**PASSAGE TO READ:**
•••

Editor’s Note-Trade Matters
In the past, I have twice used this space to write “open letters” to Governor Pawlenty— once urging attention to industries (transportation, food processing, veterinary sciences) that help add value to Minnesota’s farm commodities, the second time stressing the value of state-sponsored overseas trade missions.
I wish I could use that device this month. “Dear Governor,” I would begin.
“Congratulations on your decision to become the first Minnesota governor to lead a business-development trip to India.” But I’m stuck: Vance Opperman, the CEO of the company that owns this magazine, now uses the open-letter format in his column, which appears opposite the inside back cover—and one is the precise maximum (and optimum!) number of times that an open letter should appear in any issue.

•••

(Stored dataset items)
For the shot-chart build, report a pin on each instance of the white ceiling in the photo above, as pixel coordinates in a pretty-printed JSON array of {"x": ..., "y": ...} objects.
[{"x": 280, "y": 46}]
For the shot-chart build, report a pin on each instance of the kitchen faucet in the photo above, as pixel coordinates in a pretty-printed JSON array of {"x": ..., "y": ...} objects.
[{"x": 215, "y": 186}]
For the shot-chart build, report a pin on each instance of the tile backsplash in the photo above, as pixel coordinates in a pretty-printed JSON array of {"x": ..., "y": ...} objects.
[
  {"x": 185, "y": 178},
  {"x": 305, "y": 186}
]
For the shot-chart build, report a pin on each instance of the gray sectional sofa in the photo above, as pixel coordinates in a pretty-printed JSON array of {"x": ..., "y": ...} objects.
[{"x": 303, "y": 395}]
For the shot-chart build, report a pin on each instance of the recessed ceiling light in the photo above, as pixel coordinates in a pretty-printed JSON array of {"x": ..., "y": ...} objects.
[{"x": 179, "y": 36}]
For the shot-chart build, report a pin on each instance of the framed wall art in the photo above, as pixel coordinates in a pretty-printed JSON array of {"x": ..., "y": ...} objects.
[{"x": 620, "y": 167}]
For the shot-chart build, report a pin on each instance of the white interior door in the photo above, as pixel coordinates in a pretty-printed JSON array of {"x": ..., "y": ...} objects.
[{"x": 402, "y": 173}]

•••

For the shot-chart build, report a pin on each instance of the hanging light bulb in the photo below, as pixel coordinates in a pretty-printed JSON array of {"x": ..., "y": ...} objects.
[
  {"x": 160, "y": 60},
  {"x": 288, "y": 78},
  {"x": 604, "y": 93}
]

•••

**INSTRUCTION A:** Could you quote the editor's note on trade, starting with "Editor’s Note-Trade Matters" and going on through "overseas trade missions."?
**INSTRUCTION B:** Can you continue the editor's note on trade from where it stops?

**EXERCISE OUTPUT A:**
Editor’s Note-Trade Matters
In the past, I have twice used this space to write “open letters” to Governor Pawlenty— once urging attention to industries (transportation, food processing, veterinary sciences) that help add value to Minnesota’s farm commodities, the second time stressing the value of state-sponsored overseas trade missions.

**EXERCISE OUTPUT B:**
As you’ll read in this month’s “Going Global” department, the value of Minnesota-manufactured products exported to other countries reached $3.7 billion in the third quarter of 2006, up 4.6 percent from the same period in 2005. Although only a fraction of those exports go to India ($85 million in 2005, half of it in computer and electronic products), the number will grow. With a population of 1.1 billion, India is the world’s second-largest emerging market and possibly its fastest-growing. (China’s growth rate might be larger, but its estimates are notoriously imprecise.) India’s gross domestic product has expanded by 6 percent or more in every year since 1990, and in recent years the rate of growth has accelerated, reaching 9 percent in 2006.
Much of that growth has been fueled by European and American investment. Non-Indian private equity firms injected $1.1 billion into Indian companies in 2004, $2.2 billion in 2005, and $5.4 billion during the first nine months of 2006. That investment has contributed to the expansion of India’s middle class, which in turn has increased demand for Western-style consumer products. Pepsi, Citibank, McDonald’s, Motorola, and Reebok are household names in India. So should be consumer products produced in Minnesota.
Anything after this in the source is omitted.